[Begin Data supplied]

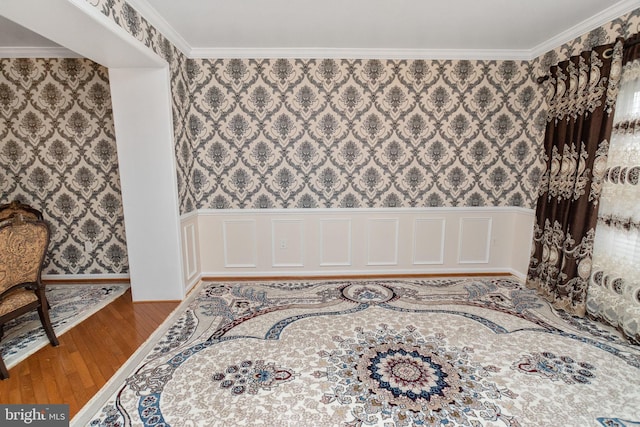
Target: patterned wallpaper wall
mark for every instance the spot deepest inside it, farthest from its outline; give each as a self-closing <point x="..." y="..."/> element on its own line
<point x="281" y="133"/>
<point x="58" y="154"/>
<point x="276" y="133"/>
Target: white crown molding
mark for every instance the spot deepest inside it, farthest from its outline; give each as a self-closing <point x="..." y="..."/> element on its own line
<point x="578" y="30"/>
<point x="37" y="52"/>
<point x="154" y="18"/>
<point x="151" y="15"/>
<point x="347" y="53"/>
<point x="607" y="15"/>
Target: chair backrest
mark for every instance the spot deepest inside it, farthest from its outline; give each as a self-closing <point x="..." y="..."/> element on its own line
<point x="17" y="208"/>
<point x="23" y="246"/>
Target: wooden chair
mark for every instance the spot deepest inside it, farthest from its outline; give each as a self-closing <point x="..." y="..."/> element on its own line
<point x="18" y="208"/>
<point x="23" y="246"/>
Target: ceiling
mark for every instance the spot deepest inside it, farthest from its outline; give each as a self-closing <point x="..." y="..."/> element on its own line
<point x="517" y="29"/>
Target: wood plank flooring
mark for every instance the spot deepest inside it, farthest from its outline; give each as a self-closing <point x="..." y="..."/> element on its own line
<point x="88" y="355"/>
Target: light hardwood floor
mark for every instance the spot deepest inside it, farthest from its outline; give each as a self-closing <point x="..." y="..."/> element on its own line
<point x="88" y="355"/>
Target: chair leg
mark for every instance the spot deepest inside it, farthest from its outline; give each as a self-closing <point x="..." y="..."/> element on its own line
<point x="43" y="312"/>
<point x="4" y="374"/>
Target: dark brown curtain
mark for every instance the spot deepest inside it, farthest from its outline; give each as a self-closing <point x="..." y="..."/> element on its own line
<point x="581" y="98"/>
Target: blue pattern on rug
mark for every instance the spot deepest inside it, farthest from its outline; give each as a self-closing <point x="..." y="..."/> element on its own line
<point x="396" y="353"/>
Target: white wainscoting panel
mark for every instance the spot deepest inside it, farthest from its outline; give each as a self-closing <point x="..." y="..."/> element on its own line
<point x="240" y="243"/>
<point x="335" y="242"/>
<point x="428" y="241"/>
<point x="382" y="241"/>
<point x="189" y="241"/>
<point x="287" y="243"/>
<point x="475" y="241"/>
<point x="191" y="250"/>
<point x="325" y="242"/>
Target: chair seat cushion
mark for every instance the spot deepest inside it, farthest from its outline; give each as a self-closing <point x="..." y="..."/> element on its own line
<point x="17" y="299"/>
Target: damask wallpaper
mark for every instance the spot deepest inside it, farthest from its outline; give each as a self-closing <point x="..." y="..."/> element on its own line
<point x="58" y="154"/>
<point x="276" y="133"/>
<point x="331" y="133"/>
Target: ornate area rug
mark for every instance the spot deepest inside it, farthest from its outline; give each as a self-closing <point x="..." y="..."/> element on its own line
<point x="70" y="305"/>
<point x="443" y="352"/>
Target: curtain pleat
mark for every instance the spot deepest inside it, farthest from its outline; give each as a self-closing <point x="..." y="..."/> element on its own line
<point x="614" y="289"/>
<point x="582" y="94"/>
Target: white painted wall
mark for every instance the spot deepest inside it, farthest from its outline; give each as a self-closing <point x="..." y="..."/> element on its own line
<point x="317" y="242"/>
<point x="146" y="159"/>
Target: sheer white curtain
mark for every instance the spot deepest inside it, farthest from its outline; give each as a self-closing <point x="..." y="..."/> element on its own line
<point x="614" y="289"/>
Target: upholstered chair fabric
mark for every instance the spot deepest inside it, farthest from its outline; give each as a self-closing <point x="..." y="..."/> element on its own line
<point x="23" y="246"/>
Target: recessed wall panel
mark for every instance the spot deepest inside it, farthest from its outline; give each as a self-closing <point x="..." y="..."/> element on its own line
<point x="287" y="243"/>
<point x="335" y="242"/>
<point x="475" y="240"/>
<point x="240" y="243"/>
<point x="382" y="241"/>
<point x="428" y="243"/>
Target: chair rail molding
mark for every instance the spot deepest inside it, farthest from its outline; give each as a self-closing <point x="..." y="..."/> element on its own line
<point x="324" y="242"/>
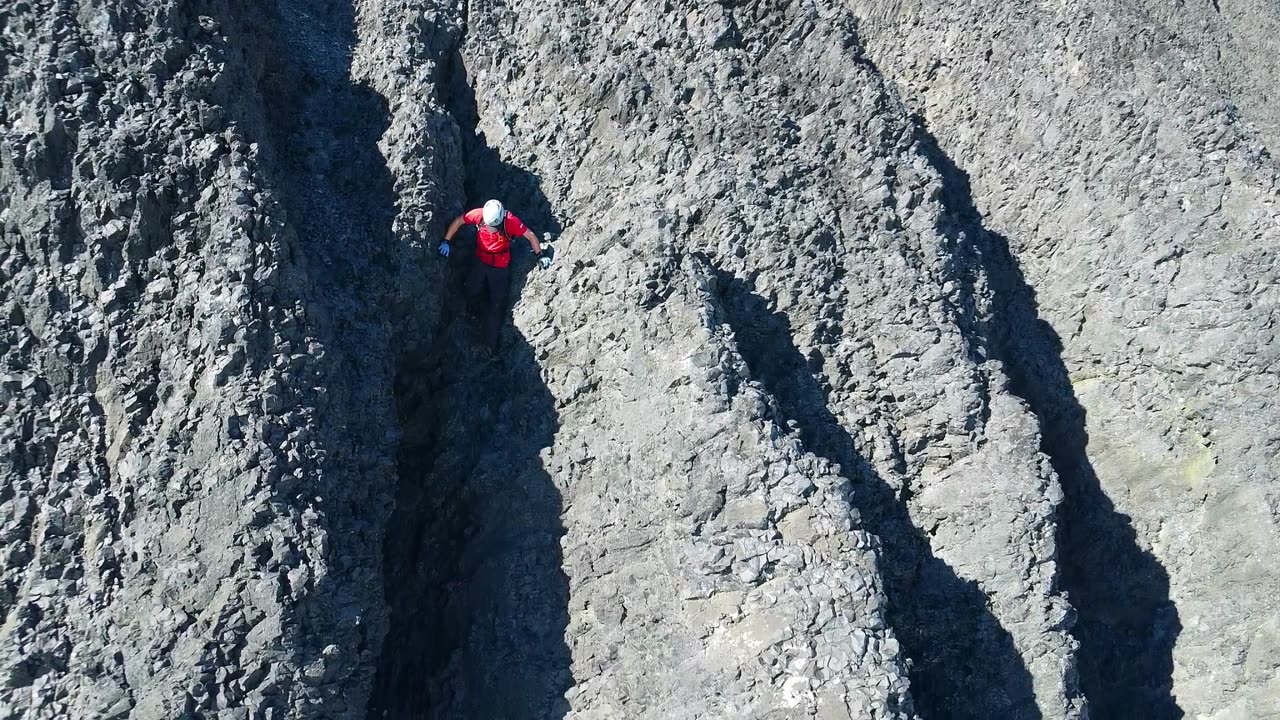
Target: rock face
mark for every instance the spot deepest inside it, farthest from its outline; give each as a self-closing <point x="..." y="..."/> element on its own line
<point x="1105" y="146"/>
<point x="863" y="386"/>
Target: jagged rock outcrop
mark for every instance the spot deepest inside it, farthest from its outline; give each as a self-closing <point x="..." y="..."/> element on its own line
<point x="1106" y="149"/>
<point x="782" y="433"/>
<point x="199" y="428"/>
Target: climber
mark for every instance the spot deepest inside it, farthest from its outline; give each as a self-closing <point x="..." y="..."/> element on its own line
<point x="490" y="274"/>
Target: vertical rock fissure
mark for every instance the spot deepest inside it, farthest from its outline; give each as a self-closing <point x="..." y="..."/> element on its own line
<point x="472" y="557"/>
<point x="964" y="662"/>
<point x="1125" y="621"/>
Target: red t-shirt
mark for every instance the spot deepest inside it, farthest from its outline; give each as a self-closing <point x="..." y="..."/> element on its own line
<point x="493" y="247"/>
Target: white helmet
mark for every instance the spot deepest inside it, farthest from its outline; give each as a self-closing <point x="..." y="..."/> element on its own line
<point x="494" y="214"/>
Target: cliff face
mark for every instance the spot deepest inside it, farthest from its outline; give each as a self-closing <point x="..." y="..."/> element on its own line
<point x="1111" y="146"/>
<point x="878" y="373"/>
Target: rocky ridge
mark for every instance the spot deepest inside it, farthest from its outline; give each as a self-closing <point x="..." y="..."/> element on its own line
<point x="766" y="441"/>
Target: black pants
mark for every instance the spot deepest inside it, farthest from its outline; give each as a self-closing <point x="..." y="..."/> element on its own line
<point x="489" y="287"/>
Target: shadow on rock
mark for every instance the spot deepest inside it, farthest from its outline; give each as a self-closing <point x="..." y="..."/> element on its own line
<point x="1127" y="624"/>
<point x="964" y="662"/>
<point x="474" y="564"/>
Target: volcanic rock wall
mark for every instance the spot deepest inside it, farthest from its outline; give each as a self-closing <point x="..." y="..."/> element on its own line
<point x="766" y="441"/>
<point x="1107" y="149"/>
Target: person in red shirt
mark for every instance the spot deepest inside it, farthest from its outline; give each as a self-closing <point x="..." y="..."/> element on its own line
<point x="490" y="274"/>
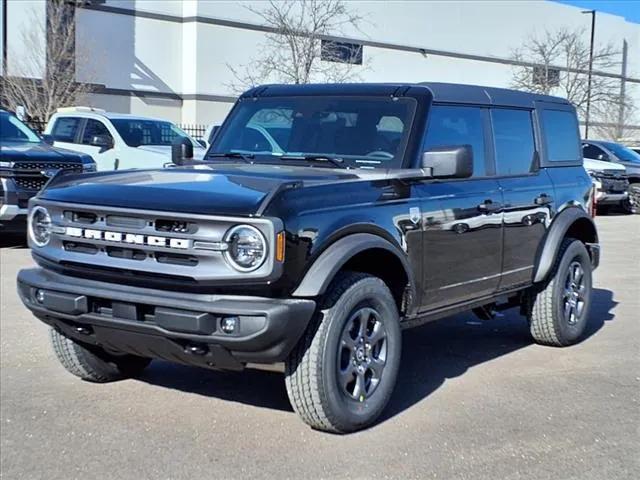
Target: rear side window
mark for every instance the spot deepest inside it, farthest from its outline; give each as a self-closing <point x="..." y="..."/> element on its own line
<point x="93" y="128"/>
<point x="449" y="126"/>
<point x="561" y="136"/>
<point x="513" y="140"/>
<point x="65" y="129"/>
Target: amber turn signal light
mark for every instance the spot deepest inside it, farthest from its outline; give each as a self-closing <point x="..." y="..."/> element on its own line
<point x="280" y="247"/>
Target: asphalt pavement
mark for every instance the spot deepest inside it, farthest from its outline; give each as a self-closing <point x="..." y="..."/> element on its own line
<point x="475" y="400"/>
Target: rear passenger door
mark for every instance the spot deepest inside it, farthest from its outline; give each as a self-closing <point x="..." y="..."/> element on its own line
<point x="462" y="218"/>
<point x="527" y="191"/>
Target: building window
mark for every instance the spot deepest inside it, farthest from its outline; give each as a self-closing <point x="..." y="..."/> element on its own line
<point x="546" y="76"/>
<point x="341" y="52"/>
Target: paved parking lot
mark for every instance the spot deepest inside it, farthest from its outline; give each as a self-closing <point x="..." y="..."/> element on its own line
<point x="474" y="400"/>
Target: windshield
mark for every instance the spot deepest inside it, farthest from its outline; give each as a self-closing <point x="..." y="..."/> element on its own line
<point x="13" y="130"/>
<point x="136" y="133"/>
<point x="623" y="153"/>
<point x="367" y="132"/>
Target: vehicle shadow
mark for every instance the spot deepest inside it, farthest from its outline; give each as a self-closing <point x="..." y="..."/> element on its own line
<point x="13" y="240"/>
<point x="432" y="354"/>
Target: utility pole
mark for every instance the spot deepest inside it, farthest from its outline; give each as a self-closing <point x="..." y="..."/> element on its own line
<point x="593" y="31"/>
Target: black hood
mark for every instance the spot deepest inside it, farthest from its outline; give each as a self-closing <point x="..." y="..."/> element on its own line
<point x="231" y="189"/>
<point x="39" y="152"/>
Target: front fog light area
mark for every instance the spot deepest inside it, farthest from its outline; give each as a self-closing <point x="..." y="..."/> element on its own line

[End Data supplied]

# Instructions to follow
Every line from the one containing "Target: utility pole" through the last line must be copied exactly; leave out the rest.

# Response
Target: utility pole
mark for every instance the spot deepest inside it, farthest from its outline; give each as a self-closing <point x="..." y="..."/> element on its own line
<point x="593" y="31"/>
Target: black hood
mark for every instance the spot deepest inside it, farthest from its outline; give each as a self-closing <point x="..." y="..."/> element on its own line
<point x="231" y="189"/>
<point x="39" y="152"/>
Target: front fog light area
mark for every instance the spot deepest inside it, farthest from its outline; give each as a self-closing <point x="..." y="..."/> element on its own line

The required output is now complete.